## SHORT EXERCISE
Reproduce the following lines exactly, without any changes.

--- Begin DATASET ENTRIES ---

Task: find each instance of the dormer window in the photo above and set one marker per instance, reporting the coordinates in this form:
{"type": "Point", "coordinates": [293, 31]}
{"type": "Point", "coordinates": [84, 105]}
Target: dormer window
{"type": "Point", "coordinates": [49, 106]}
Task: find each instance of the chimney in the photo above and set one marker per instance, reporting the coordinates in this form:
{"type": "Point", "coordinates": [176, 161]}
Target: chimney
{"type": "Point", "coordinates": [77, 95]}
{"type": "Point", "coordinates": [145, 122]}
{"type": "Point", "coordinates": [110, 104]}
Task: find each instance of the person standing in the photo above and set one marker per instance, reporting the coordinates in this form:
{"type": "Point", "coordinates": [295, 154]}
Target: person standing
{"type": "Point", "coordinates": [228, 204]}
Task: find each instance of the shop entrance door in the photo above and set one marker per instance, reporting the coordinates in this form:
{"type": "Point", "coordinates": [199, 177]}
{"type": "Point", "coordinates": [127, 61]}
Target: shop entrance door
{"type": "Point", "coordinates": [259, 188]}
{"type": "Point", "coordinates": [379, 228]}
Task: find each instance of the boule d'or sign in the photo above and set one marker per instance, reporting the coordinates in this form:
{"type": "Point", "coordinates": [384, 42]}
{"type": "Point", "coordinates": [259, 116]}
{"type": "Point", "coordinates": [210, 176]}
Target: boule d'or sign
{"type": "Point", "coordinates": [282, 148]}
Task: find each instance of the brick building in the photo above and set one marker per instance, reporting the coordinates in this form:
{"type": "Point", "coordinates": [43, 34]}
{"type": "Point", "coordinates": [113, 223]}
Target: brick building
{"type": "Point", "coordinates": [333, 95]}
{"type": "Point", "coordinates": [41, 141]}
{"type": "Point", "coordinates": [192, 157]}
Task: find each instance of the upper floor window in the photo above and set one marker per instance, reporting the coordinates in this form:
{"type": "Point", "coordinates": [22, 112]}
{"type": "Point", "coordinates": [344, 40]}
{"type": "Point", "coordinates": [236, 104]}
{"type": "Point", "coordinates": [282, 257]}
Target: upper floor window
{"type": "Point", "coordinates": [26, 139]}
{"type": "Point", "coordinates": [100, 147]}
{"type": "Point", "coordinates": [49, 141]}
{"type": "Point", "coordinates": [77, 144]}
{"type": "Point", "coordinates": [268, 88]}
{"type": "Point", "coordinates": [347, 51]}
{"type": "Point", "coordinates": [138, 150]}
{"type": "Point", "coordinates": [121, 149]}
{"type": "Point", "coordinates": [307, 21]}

--- End DATASET ENTRIES ---

## ANSWER TO THIS PROBLEM
Task: find each instance of the dormer window in the photo above and set one marker per instance, reporting the coordinates in this form:
{"type": "Point", "coordinates": [293, 31]}
{"type": "Point", "coordinates": [84, 105]}
Target: dormer window
{"type": "Point", "coordinates": [49, 106]}
Task: find each instance of the chimney in the photo above and set one marker per instance, reporting the coordinates in this form:
{"type": "Point", "coordinates": [176, 161]}
Target: chimney
{"type": "Point", "coordinates": [77, 95]}
{"type": "Point", "coordinates": [145, 122]}
{"type": "Point", "coordinates": [110, 104]}
Task: find each instance of the person standing in the photo above and set one marker per instance, reporting the coordinates in this form:
{"type": "Point", "coordinates": [295, 154]}
Target: person standing
{"type": "Point", "coordinates": [228, 204]}
Task: find each instance of the shop entrance door in the photo above and set one marker per instance, reporting the coordinates in this form:
{"type": "Point", "coordinates": [199, 177]}
{"type": "Point", "coordinates": [127, 61]}
Target: shop entrance door
{"type": "Point", "coordinates": [259, 188]}
{"type": "Point", "coordinates": [379, 228]}
Task: find each instance of the boule d'or sign in the photo above and set one marker per instance, reporting the coordinates in this form:
{"type": "Point", "coordinates": [384, 42]}
{"type": "Point", "coordinates": [259, 116]}
{"type": "Point", "coordinates": [210, 176]}
Target: boule d'or sign
{"type": "Point", "coordinates": [282, 148]}
Task: find each instance of the brick building in the photo above and set one marker per instance, reporting the coordinates in this form:
{"type": "Point", "coordinates": [43, 34]}
{"type": "Point", "coordinates": [113, 223]}
Target: brick building
{"type": "Point", "coordinates": [333, 95]}
{"type": "Point", "coordinates": [41, 141]}
{"type": "Point", "coordinates": [192, 157]}
Task: find each instance of the upper floor window in the photo above and set one marker per instance, reporting the coordinates in this form:
{"type": "Point", "coordinates": [22, 112]}
{"type": "Point", "coordinates": [344, 40]}
{"type": "Point", "coordinates": [236, 104]}
{"type": "Point", "coordinates": [282, 257]}
Target: upper floor window
{"type": "Point", "coordinates": [26, 139]}
{"type": "Point", "coordinates": [100, 147]}
{"type": "Point", "coordinates": [49, 141]}
{"type": "Point", "coordinates": [77, 144]}
{"type": "Point", "coordinates": [268, 88]}
{"type": "Point", "coordinates": [347, 51]}
{"type": "Point", "coordinates": [138, 150]}
{"type": "Point", "coordinates": [121, 149]}
{"type": "Point", "coordinates": [307, 21]}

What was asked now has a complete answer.